→ **ACTIVITY A**
From the passage on the Illam, transcribe the part that starts at the words "Structural layout" and ends after the words "a central courtyard).".
→ **ACTIVITY B**
According to the passage on the Illam, what is the open courtyard in the middle of a Namboodiri Illam called?
→ **ACTIVITY C**
Take the passage on the Illam further, continuing from its final sentence.

*** PASSAGE PROVIDED ***

Illam (), also referred to as Mana, is the Malayalam word for the house of a Namboodiri Brahmin. In the traditional lineage system used for the classification and identification of homes based on the castes of Kerala, South India, an Illam served as the Tharavad (ancestral house) of Namboodiri Brahmin families. 

The Namboodiris, who constituted the highest ranking caste of Kerala, also refer to their lineages as the Brahmaalayam. The family homes are built according to the canons of Vaasthusaasthram, meaning "architecture" in the Sanskrit language.

Structural layout 

The traditional layout of a Namboodiri Illam is in the form of an open courtyard which is located in the middle, known as the Nadumittam ('nadu' meaning middle and 'mittam' meaning earth/ground). These buildings or houses are designed in different patterns such as Nalukettu (a courtyard surrounded by rooms on four sides), Ettukettu (a nalukettu surrounded by another nalukettu), and Pathinarukettu (four layers of buildings constructed around a central courtyard).

*** End of PASSAGE PROVIDED ***
*** LISTED ENTRIES ***

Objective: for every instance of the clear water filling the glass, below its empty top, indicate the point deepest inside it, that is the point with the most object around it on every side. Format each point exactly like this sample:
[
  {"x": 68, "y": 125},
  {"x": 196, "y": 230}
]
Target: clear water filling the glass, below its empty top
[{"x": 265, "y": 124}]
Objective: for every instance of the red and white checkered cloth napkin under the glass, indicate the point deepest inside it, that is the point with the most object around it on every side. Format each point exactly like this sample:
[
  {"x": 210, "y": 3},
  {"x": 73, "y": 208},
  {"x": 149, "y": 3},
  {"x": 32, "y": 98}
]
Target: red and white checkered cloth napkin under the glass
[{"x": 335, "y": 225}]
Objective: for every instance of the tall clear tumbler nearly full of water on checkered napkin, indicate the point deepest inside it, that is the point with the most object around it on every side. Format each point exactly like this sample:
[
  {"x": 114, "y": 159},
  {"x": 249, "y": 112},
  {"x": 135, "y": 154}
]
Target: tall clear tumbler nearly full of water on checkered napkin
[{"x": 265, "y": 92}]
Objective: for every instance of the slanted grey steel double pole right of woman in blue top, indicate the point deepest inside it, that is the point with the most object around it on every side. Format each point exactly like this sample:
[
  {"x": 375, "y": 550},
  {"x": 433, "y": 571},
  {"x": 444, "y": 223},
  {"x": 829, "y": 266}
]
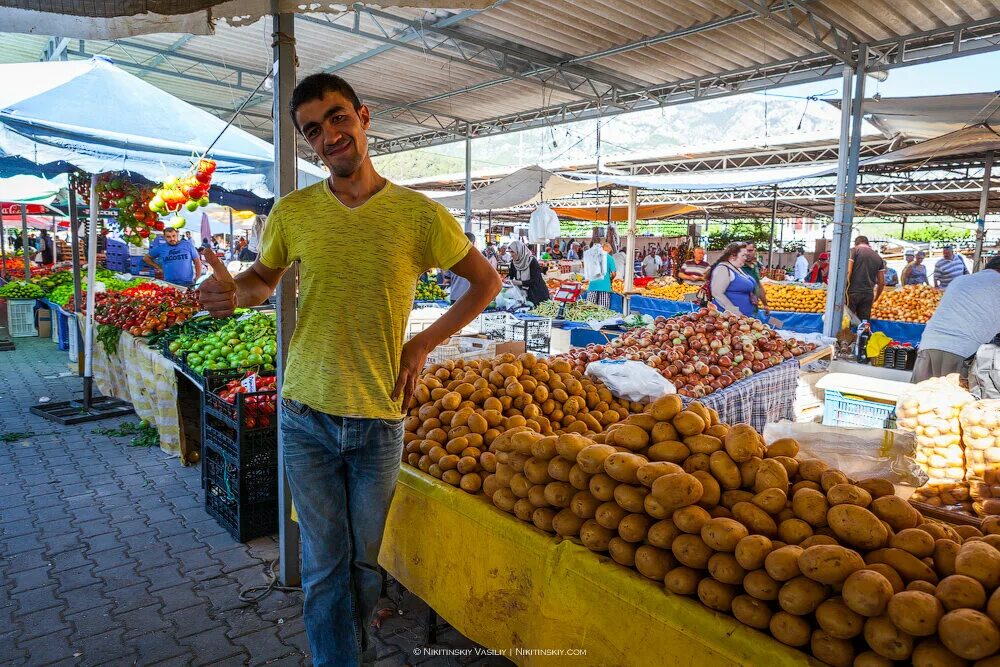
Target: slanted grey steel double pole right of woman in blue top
[{"x": 847, "y": 179}]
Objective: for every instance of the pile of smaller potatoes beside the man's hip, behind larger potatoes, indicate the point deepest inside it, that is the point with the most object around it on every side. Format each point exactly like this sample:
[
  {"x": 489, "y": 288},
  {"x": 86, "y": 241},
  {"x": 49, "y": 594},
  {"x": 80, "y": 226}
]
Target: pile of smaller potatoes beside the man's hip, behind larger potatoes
[{"x": 459, "y": 408}]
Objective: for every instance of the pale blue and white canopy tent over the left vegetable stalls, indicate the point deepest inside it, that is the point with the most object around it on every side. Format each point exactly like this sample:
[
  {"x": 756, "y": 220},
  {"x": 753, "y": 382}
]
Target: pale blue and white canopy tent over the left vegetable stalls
[{"x": 58, "y": 111}]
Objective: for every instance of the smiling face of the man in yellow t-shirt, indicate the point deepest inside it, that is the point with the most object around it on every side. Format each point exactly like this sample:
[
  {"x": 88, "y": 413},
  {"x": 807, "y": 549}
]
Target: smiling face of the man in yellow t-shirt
[{"x": 336, "y": 132}]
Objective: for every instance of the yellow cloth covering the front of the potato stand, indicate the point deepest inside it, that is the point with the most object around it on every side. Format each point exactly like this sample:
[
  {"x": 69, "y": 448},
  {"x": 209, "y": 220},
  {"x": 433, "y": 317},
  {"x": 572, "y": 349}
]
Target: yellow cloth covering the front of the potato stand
[{"x": 507, "y": 585}]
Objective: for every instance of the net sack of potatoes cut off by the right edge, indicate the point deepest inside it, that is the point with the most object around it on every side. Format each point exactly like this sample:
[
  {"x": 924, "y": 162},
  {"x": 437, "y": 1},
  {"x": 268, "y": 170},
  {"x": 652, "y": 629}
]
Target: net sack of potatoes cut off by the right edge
[{"x": 981, "y": 437}]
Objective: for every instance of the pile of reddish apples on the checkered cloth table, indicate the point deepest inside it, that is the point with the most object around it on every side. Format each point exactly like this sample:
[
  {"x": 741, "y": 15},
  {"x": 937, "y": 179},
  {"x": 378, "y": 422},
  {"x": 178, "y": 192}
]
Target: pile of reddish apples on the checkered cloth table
[{"x": 699, "y": 352}]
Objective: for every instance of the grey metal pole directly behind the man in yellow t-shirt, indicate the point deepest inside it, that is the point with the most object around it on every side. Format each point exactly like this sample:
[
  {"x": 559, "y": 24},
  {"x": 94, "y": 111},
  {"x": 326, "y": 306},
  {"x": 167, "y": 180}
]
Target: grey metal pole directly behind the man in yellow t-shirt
[{"x": 283, "y": 46}]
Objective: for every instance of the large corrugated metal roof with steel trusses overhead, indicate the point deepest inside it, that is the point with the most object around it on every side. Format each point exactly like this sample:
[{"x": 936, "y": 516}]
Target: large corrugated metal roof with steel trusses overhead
[{"x": 435, "y": 76}]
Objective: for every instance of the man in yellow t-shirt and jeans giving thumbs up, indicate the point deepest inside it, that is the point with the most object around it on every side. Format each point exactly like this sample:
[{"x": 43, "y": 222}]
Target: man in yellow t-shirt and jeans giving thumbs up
[{"x": 361, "y": 243}]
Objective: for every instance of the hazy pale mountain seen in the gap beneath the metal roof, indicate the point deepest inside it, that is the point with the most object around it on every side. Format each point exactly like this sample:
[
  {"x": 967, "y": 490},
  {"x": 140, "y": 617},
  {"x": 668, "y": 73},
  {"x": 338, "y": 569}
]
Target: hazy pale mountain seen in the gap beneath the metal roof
[{"x": 696, "y": 127}]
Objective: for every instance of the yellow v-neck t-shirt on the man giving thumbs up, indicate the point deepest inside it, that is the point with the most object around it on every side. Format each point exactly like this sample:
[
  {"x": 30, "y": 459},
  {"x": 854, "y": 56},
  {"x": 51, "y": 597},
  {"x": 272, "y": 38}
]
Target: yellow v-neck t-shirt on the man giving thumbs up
[{"x": 358, "y": 271}]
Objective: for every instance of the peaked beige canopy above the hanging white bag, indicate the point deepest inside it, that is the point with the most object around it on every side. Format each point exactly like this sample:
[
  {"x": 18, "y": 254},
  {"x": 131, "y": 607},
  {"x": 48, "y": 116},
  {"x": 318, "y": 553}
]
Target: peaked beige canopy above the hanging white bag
[{"x": 530, "y": 185}]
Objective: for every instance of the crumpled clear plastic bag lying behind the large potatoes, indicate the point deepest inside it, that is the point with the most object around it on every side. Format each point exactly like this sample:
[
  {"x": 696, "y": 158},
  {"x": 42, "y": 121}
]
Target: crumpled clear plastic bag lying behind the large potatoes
[{"x": 861, "y": 453}]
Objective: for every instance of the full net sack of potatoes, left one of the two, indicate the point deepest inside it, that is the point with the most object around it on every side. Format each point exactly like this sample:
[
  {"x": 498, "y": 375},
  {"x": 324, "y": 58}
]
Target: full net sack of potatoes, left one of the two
[{"x": 931, "y": 411}]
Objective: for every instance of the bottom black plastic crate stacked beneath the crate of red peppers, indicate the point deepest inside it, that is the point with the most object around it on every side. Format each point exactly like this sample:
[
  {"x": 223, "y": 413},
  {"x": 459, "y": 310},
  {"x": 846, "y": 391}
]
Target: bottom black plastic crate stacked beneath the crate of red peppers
[{"x": 242, "y": 499}]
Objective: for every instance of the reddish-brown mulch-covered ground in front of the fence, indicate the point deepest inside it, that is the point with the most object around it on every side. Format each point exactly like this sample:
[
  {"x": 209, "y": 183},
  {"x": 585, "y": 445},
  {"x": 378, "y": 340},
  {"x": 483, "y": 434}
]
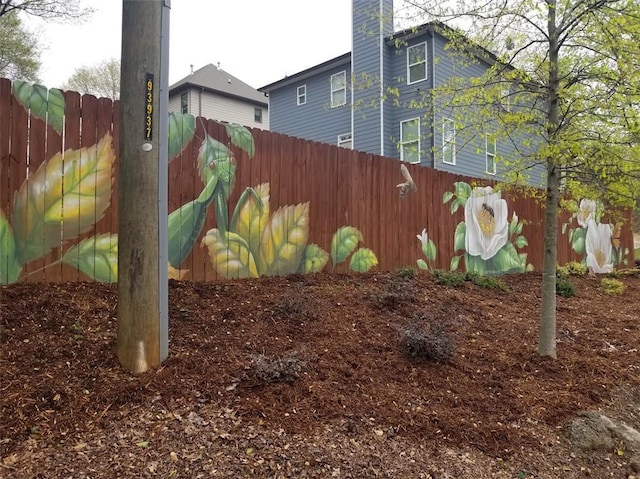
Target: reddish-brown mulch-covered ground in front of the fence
[{"x": 311, "y": 376}]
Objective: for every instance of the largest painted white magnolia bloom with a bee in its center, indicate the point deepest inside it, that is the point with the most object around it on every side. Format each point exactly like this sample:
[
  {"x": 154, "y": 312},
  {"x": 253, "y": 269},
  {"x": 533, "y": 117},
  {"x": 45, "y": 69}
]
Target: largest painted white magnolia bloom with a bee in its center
[{"x": 485, "y": 215}]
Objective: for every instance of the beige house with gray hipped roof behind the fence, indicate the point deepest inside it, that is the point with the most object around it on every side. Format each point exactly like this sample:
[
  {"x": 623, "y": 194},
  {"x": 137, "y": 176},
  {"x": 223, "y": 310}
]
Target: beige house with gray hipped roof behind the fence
[{"x": 212, "y": 93}]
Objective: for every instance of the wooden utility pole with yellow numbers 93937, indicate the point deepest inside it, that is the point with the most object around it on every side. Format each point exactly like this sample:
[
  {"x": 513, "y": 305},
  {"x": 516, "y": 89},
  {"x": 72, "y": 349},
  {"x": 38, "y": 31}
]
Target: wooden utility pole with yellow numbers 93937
[{"x": 142, "y": 201}]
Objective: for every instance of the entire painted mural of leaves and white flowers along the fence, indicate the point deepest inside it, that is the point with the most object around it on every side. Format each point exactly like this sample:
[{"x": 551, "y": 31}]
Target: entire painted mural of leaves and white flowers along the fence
[{"x": 60, "y": 203}]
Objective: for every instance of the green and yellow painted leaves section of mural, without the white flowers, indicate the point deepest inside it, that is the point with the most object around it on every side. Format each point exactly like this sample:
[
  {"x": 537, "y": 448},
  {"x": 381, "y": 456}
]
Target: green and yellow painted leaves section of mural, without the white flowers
[{"x": 69, "y": 193}]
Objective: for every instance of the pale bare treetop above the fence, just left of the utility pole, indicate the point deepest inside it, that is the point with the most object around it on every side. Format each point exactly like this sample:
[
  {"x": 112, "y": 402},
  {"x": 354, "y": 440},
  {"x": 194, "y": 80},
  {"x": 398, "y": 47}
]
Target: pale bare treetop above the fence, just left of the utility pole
[{"x": 102, "y": 79}]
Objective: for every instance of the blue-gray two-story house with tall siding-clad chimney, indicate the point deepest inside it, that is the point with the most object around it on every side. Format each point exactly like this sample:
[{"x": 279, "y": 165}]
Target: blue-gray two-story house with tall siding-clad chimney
[{"x": 346, "y": 101}]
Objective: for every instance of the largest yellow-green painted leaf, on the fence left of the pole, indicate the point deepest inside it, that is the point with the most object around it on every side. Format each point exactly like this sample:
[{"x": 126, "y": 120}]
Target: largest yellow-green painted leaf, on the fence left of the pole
[{"x": 75, "y": 187}]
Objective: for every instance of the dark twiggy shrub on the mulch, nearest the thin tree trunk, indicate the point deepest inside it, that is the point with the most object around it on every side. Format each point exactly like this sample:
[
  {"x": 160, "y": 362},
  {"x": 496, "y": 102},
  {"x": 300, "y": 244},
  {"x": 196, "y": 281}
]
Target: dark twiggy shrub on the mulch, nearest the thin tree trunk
[{"x": 430, "y": 341}]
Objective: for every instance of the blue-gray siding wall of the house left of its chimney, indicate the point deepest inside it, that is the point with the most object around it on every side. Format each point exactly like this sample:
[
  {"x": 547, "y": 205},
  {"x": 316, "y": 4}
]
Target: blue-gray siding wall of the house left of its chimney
[{"x": 315, "y": 120}]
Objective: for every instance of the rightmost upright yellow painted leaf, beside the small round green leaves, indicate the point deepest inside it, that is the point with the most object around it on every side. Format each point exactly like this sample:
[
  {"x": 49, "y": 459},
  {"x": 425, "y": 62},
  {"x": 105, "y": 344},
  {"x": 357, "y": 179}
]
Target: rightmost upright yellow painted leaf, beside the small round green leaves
[{"x": 284, "y": 240}]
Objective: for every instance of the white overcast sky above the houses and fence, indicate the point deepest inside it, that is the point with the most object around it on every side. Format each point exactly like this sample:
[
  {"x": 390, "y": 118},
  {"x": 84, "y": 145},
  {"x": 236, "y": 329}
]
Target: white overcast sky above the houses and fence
[{"x": 257, "y": 41}]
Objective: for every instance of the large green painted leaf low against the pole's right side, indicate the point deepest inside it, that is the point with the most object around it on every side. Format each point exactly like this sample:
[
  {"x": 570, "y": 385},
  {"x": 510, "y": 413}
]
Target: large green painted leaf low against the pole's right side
[{"x": 184, "y": 227}]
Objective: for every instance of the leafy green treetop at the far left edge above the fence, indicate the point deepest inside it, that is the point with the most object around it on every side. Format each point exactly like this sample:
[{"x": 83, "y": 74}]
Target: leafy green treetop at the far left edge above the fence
[{"x": 19, "y": 56}]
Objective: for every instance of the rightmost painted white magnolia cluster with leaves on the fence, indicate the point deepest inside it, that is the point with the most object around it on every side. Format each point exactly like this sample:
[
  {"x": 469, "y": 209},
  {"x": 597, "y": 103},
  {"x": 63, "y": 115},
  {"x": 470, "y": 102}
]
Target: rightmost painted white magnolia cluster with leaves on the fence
[{"x": 597, "y": 242}]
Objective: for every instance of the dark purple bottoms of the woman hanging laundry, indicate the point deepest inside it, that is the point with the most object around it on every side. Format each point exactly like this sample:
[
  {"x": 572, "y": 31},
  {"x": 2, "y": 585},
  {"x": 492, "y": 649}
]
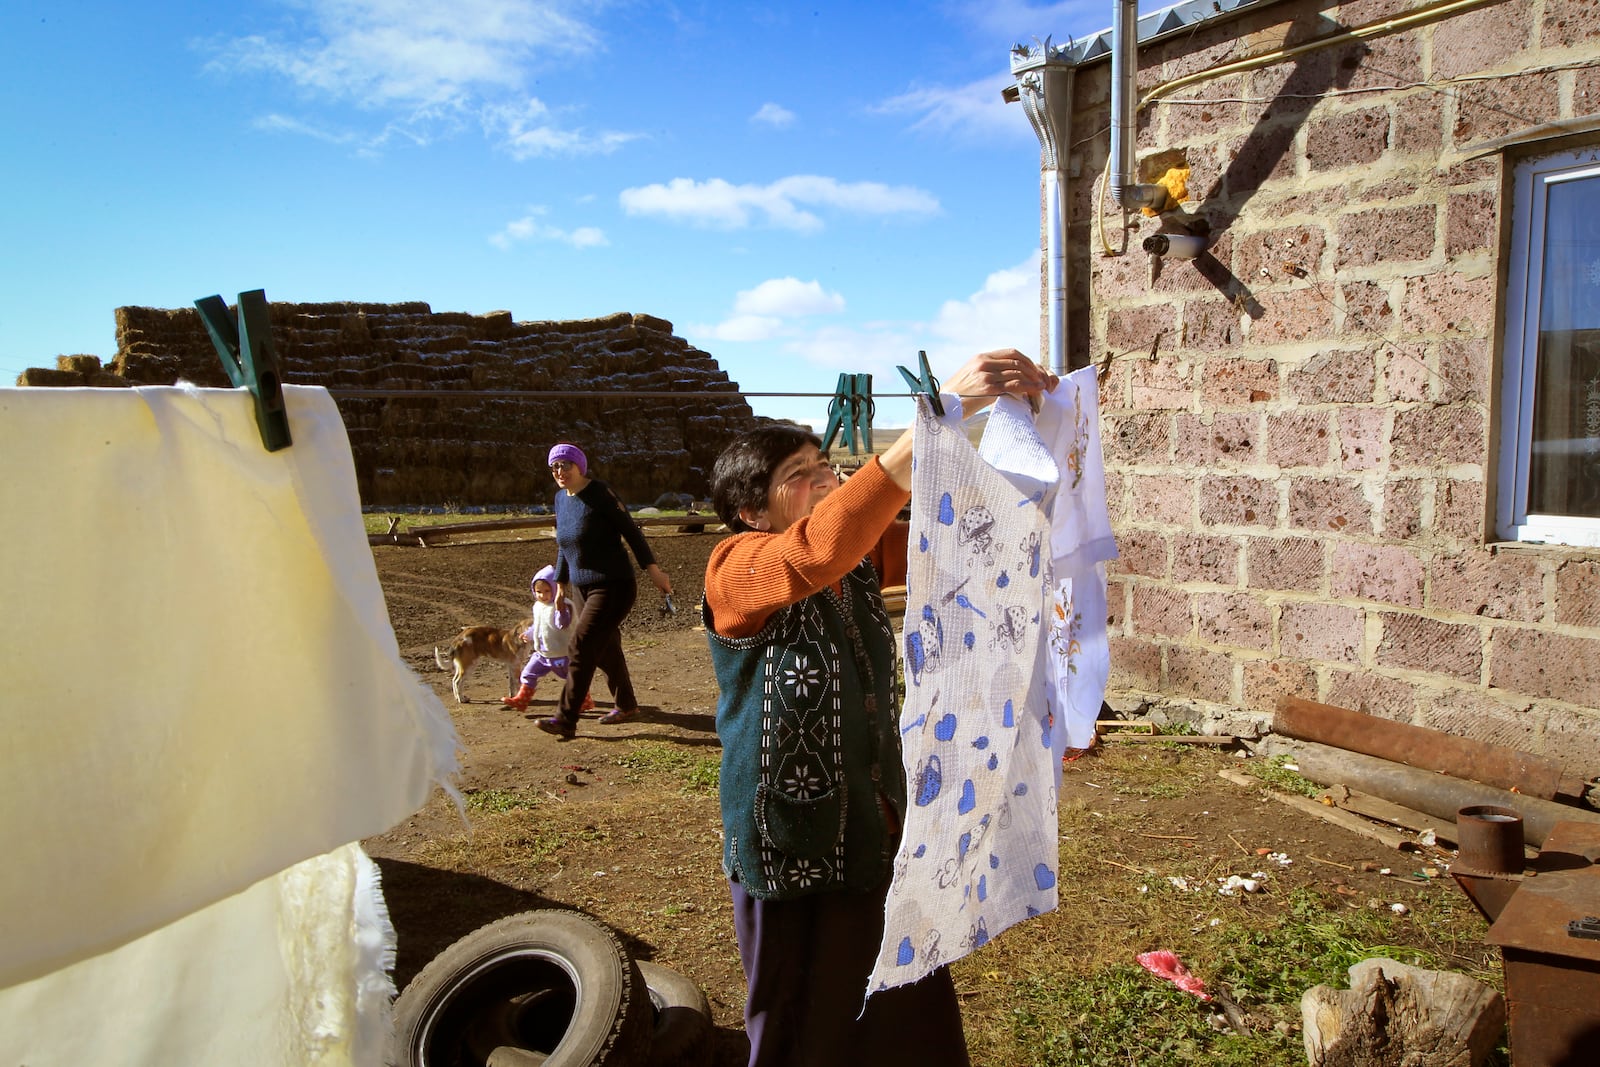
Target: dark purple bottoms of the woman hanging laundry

*** End of LISTED ENTRIES ***

→ **TASK ANSWER A**
Structural layout 

The traditional layout of a Namboodiri Illam is in the form of an open courtyard which is located in the middle, known as the Nadumittam ('nadu' meaning middle and 'mittam' meaning earth/ground). These buildings or houses are designed in different patterns such as Nalukettu (a courtyard surrounded by rooms on four sides), Ettukettu (a nalukettu surrounded by another nalukettu), and Pathinarukettu (four layers of buildings constructed around a central courtyard).

→ **TASK ANSWER B**
The Nadumittam.

→ **TASK ANSWER C**
Popular examples 

Some well-known Illams in Kerala include Suryakaladi Mana (Kottayam), Varikkasseri Mana (Palakkad), Pootheri Illam (Feroke), Eettisseri Mana (Kannur), Nenmini Illam (Guruvayur), Olappamanna Illam (Vellinezhi) and Poomulli Mana (Palakkad). Most of these ancestral homes produced aristocratic families who have since married with elite Nair communities to form the upper-caste divisions.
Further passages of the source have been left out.